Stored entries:
━━━━━━━━

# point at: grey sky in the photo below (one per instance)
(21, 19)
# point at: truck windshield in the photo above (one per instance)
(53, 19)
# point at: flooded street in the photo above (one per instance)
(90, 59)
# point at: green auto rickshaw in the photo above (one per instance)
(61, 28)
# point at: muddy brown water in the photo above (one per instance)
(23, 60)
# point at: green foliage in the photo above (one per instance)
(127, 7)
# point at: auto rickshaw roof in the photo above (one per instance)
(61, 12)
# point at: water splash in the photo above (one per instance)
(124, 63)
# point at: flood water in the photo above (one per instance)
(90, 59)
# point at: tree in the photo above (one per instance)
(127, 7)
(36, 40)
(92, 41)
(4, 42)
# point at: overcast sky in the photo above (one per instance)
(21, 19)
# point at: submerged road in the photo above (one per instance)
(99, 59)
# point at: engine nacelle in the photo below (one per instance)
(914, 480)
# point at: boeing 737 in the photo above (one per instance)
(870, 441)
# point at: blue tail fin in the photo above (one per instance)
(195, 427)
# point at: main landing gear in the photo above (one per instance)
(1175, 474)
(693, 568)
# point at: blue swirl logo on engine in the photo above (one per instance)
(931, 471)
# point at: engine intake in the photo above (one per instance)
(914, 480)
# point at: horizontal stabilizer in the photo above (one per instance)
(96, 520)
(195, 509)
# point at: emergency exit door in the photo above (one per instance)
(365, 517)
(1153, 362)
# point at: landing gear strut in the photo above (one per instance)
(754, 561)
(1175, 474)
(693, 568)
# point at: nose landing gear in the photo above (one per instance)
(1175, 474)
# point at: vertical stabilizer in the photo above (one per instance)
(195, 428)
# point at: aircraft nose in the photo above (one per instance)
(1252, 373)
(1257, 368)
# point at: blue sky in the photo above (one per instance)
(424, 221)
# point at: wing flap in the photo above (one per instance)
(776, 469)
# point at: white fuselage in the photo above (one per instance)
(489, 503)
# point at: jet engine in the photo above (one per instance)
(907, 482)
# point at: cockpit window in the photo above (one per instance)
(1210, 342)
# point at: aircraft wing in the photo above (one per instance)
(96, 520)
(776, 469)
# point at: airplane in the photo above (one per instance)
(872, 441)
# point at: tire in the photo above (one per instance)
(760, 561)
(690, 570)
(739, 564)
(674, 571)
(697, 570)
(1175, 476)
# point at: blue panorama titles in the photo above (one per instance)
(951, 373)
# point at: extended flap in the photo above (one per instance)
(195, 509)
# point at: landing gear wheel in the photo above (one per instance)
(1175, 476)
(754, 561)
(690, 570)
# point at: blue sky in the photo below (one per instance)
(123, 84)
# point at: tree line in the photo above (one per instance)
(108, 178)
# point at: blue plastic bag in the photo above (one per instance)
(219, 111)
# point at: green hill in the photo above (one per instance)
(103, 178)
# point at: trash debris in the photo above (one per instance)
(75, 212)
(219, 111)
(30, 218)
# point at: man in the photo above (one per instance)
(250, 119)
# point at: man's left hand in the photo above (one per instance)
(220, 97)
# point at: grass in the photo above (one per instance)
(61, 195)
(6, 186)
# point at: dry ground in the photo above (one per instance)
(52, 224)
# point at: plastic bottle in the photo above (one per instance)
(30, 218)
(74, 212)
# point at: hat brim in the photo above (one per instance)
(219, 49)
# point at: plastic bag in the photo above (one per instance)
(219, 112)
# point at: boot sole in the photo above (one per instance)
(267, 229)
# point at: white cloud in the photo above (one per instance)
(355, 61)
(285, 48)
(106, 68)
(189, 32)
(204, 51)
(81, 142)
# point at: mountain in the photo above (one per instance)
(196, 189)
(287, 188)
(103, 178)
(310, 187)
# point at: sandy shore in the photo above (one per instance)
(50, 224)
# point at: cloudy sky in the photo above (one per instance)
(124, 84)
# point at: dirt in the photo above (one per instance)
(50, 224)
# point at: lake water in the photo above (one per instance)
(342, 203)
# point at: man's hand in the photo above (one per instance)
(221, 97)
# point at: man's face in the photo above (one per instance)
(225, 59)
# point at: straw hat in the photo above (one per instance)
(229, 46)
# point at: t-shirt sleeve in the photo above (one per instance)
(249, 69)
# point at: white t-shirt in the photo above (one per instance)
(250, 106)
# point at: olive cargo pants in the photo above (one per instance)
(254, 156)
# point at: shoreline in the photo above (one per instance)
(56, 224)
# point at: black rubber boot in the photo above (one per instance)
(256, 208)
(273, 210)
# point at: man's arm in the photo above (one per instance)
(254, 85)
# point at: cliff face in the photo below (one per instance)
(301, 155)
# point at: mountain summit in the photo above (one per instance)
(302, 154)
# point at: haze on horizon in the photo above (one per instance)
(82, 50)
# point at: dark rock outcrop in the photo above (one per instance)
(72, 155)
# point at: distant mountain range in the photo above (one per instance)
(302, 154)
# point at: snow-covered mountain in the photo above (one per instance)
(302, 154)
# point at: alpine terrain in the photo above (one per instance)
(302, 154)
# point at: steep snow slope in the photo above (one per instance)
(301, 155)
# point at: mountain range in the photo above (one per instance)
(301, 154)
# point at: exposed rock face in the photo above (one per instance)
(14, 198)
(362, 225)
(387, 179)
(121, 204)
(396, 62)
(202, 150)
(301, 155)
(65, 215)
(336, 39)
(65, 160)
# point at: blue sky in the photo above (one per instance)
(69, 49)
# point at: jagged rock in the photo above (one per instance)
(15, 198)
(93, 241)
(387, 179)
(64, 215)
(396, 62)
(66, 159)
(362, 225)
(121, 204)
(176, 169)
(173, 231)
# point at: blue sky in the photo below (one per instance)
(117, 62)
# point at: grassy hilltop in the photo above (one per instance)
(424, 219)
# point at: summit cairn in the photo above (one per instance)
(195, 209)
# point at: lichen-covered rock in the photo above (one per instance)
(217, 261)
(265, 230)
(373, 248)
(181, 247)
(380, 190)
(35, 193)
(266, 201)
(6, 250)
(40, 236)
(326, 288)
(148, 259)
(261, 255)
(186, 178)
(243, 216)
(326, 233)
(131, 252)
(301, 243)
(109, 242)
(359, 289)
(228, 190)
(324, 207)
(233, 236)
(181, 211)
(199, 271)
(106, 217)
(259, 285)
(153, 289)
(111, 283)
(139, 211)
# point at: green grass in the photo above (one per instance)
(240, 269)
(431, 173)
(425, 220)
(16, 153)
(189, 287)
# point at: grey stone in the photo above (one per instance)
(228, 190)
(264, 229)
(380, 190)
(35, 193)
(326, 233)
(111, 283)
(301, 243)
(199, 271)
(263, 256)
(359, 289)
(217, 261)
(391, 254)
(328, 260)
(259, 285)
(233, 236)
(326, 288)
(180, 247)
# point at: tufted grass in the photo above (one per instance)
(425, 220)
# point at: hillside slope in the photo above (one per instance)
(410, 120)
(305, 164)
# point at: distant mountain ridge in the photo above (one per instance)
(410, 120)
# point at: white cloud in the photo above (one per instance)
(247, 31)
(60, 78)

━━━━━━━━

Your answer should consist only of the lines from the one with "# point at: green grass" through the end of the data above, reproduced exactly.

# point at: green grass in the photo above (one per instance)
(240, 269)
(431, 173)
(425, 220)
(16, 153)
(189, 287)
# point at: grey stone in the photo above (one per instance)
(228, 190)
(264, 229)
(380, 190)
(35, 193)
(326, 233)
(111, 283)
(301, 243)
(199, 271)
(263, 256)
(359, 289)
(217, 261)
(391, 254)
(328, 260)
(259, 285)
(233, 236)
(326, 288)
(180, 247)
# point at: tufted grass in the photo above (one per instance)
(425, 220)
# point at: hillside slope in the photo above (one per instance)
(410, 120)
(305, 164)
# point at: distant mountain ridge in the photo above (one per instance)
(410, 120)
# point at: white cloud in the photo above (one per instance)
(247, 31)
(60, 78)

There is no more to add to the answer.